-- EXERCISE OBJECTIVE --
State how many lines in the material below contain the string "wall", matching case exactly. Reply with that number only.
--- BEGIN RAW DATA ---
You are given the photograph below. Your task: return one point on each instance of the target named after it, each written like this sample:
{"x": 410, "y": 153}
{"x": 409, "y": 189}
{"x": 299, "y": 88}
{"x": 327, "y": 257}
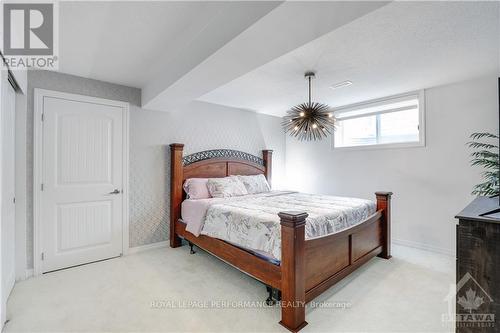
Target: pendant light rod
{"x": 309, "y": 76}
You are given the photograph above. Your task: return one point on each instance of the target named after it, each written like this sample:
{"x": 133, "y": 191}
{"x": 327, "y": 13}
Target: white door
{"x": 82, "y": 181}
{"x": 8, "y": 209}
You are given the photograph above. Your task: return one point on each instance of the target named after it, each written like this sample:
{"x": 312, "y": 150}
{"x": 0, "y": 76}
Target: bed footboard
{"x": 310, "y": 267}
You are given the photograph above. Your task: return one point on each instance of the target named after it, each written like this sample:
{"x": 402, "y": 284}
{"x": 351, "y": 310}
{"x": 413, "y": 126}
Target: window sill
{"x": 381, "y": 146}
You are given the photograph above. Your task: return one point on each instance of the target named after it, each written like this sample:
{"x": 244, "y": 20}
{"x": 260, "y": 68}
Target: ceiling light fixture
{"x": 341, "y": 84}
{"x": 311, "y": 120}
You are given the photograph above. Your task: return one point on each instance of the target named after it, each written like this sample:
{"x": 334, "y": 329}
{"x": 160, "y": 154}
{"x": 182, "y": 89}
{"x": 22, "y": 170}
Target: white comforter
{"x": 252, "y": 222}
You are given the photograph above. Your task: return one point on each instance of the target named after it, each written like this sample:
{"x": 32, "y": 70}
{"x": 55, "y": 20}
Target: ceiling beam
{"x": 287, "y": 27}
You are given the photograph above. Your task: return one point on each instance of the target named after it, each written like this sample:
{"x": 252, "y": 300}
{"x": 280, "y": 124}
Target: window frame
{"x": 420, "y": 94}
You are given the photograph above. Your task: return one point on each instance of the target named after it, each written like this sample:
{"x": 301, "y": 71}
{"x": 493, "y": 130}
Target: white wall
{"x": 431, "y": 184}
{"x": 199, "y": 126}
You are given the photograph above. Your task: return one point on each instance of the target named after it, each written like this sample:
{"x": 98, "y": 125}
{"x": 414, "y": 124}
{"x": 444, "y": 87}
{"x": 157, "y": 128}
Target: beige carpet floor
{"x": 169, "y": 290}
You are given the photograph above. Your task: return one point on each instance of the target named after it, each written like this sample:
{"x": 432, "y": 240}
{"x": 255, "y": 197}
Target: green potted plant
{"x": 486, "y": 156}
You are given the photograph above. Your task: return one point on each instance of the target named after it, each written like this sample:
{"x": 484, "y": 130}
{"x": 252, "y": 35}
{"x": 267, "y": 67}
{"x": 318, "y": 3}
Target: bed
{"x": 308, "y": 260}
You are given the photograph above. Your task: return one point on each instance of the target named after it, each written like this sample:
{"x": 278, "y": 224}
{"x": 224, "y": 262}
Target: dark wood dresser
{"x": 478, "y": 268}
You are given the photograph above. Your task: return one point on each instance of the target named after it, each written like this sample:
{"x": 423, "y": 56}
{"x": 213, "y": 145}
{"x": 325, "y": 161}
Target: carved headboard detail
{"x": 211, "y": 164}
{"x": 221, "y": 154}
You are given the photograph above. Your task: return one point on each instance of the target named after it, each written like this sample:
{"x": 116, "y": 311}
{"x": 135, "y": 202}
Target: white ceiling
{"x": 130, "y": 43}
{"x": 400, "y": 47}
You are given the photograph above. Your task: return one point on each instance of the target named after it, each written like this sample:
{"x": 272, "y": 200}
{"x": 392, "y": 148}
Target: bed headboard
{"x": 211, "y": 164}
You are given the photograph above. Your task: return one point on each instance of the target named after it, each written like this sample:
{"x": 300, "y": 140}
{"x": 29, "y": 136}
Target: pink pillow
{"x": 196, "y": 188}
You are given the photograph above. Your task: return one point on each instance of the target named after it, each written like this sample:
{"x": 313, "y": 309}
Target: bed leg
{"x": 191, "y": 250}
{"x": 384, "y": 203}
{"x": 176, "y": 169}
{"x": 270, "y": 301}
{"x": 293, "y": 293}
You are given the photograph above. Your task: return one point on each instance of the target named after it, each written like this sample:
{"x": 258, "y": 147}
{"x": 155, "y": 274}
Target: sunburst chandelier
{"x": 311, "y": 120}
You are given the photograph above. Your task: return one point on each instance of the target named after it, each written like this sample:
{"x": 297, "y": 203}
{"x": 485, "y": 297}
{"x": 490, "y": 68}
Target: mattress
{"x": 252, "y": 221}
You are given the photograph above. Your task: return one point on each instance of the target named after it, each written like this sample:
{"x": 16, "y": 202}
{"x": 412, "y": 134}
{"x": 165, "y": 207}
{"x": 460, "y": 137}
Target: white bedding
{"x": 252, "y": 221}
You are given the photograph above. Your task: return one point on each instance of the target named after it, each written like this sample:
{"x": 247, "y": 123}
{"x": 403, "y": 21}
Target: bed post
{"x": 267, "y": 156}
{"x": 384, "y": 204}
{"x": 175, "y": 190}
{"x": 293, "y": 292}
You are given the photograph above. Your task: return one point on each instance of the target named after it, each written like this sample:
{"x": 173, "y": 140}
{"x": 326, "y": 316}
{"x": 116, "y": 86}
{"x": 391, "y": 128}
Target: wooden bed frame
{"x": 308, "y": 267}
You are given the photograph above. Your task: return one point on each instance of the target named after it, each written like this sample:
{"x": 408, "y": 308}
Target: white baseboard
{"x": 423, "y": 246}
{"x": 147, "y": 247}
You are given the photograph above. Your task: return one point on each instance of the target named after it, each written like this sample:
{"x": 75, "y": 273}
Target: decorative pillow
{"x": 255, "y": 184}
{"x": 196, "y": 188}
{"x": 225, "y": 187}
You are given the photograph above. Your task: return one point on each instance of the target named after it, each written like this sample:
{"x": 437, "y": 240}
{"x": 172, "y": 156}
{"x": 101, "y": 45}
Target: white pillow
{"x": 255, "y": 184}
{"x": 226, "y": 187}
{"x": 196, "y": 188}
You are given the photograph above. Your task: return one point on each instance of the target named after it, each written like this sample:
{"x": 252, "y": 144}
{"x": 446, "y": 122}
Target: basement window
{"x": 392, "y": 122}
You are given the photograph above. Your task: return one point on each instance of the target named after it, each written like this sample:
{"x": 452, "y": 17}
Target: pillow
{"x": 255, "y": 184}
{"x": 196, "y": 188}
{"x": 225, "y": 187}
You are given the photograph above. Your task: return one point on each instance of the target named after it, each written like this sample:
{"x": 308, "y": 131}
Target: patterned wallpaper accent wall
{"x": 200, "y": 126}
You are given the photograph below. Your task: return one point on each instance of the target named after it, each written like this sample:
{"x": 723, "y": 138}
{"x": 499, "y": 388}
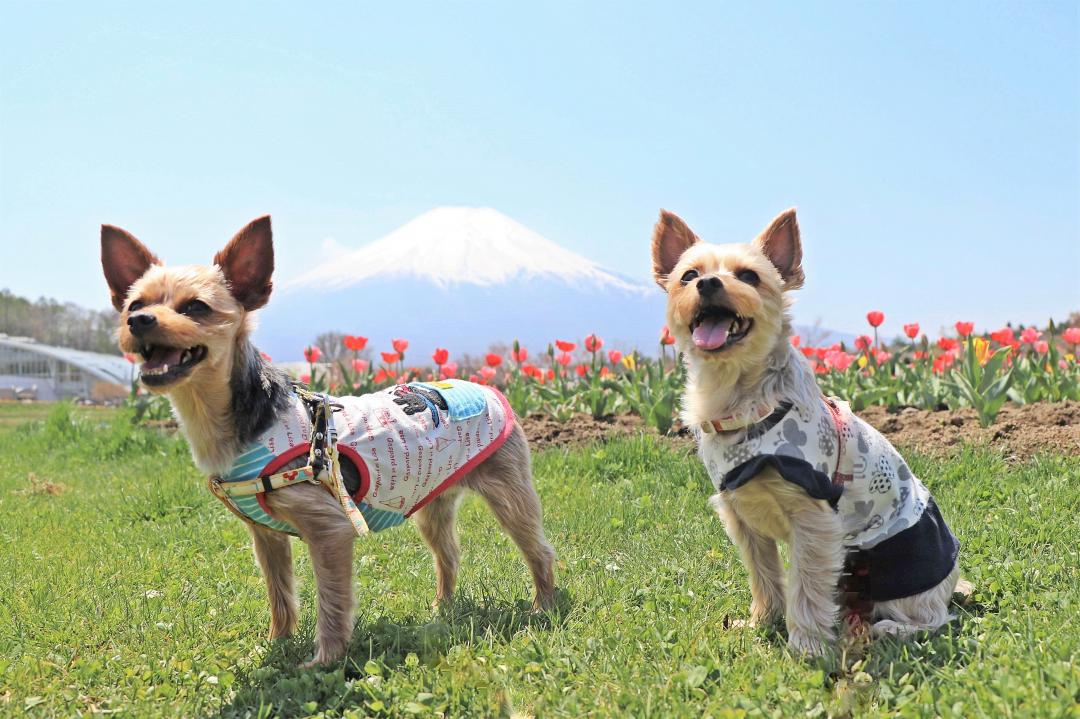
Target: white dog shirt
{"x": 409, "y": 443}
{"x": 891, "y": 523}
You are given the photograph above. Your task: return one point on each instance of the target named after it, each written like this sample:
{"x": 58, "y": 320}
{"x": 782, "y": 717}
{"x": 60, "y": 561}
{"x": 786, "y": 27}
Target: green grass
{"x": 134, "y": 592}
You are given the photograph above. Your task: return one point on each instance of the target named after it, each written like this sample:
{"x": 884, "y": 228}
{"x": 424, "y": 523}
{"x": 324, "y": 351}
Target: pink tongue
{"x": 711, "y": 334}
{"x": 169, "y": 356}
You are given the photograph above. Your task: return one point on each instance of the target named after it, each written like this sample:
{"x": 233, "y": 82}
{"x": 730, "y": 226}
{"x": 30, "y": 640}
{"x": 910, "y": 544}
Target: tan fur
{"x": 753, "y": 374}
{"x": 237, "y": 284}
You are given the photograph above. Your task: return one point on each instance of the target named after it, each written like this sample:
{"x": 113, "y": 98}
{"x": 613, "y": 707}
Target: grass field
{"x": 126, "y": 588}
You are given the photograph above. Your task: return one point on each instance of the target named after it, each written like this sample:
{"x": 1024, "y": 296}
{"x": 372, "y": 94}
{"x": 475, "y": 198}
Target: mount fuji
{"x": 463, "y": 279}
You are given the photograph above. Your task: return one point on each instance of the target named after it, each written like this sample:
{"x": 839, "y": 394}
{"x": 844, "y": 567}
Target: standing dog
{"x": 787, "y": 463}
{"x": 191, "y": 326}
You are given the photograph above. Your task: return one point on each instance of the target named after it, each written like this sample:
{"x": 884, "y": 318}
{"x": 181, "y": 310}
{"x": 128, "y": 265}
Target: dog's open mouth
{"x": 167, "y": 364}
{"x": 715, "y": 328}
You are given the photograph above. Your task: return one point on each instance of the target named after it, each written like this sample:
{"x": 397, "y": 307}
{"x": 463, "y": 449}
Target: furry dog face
{"x": 185, "y": 322}
{"x": 726, "y": 303}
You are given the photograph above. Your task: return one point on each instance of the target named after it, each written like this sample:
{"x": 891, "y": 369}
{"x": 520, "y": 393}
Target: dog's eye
{"x": 194, "y": 308}
{"x": 750, "y": 276}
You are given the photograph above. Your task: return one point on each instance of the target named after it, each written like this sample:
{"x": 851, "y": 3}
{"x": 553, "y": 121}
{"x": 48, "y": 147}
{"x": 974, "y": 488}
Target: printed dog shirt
{"x": 409, "y": 443}
{"x": 892, "y": 528}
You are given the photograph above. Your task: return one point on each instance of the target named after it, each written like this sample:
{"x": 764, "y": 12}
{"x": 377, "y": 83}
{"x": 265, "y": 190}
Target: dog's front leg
{"x": 329, "y": 538}
{"x": 763, "y": 561}
{"x": 817, "y": 561}
{"x": 274, "y": 554}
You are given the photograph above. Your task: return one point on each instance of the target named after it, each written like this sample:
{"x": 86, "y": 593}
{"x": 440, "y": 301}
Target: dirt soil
{"x": 1018, "y": 432}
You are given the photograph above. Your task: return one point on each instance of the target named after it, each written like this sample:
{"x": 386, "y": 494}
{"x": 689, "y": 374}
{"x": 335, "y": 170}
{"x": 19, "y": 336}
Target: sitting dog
{"x": 269, "y": 447}
{"x": 787, "y": 463}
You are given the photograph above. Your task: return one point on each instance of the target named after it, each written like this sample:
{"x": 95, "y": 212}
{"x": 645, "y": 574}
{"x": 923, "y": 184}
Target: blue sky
{"x": 932, "y": 149}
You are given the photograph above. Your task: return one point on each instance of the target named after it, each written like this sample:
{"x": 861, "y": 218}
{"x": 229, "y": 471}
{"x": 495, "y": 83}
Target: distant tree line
{"x": 62, "y": 324}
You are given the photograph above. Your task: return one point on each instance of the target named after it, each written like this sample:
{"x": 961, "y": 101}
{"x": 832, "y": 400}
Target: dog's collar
{"x": 732, "y": 422}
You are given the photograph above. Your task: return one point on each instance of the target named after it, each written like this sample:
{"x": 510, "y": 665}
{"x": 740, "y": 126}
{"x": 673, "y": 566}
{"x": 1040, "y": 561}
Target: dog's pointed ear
{"x": 782, "y": 245}
{"x": 124, "y": 260}
{"x": 671, "y": 238}
{"x": 247, "y": 263}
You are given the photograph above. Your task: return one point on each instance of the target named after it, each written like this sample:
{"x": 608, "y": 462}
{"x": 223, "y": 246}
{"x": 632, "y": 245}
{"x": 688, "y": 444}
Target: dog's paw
{"x": 809, "y": 642}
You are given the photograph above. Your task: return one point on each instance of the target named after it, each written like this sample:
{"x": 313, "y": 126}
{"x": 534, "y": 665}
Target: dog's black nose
{"x": 142, "y": 322}
{"x": 709, "y": 285}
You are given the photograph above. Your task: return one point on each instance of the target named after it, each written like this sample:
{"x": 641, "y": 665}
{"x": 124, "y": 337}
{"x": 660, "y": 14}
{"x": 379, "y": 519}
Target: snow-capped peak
{"x": 467, "y": 245}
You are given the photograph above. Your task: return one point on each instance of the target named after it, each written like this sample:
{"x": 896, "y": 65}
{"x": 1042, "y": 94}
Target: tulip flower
--- END RAW DATA ---
-- FULL RESPONSE --
2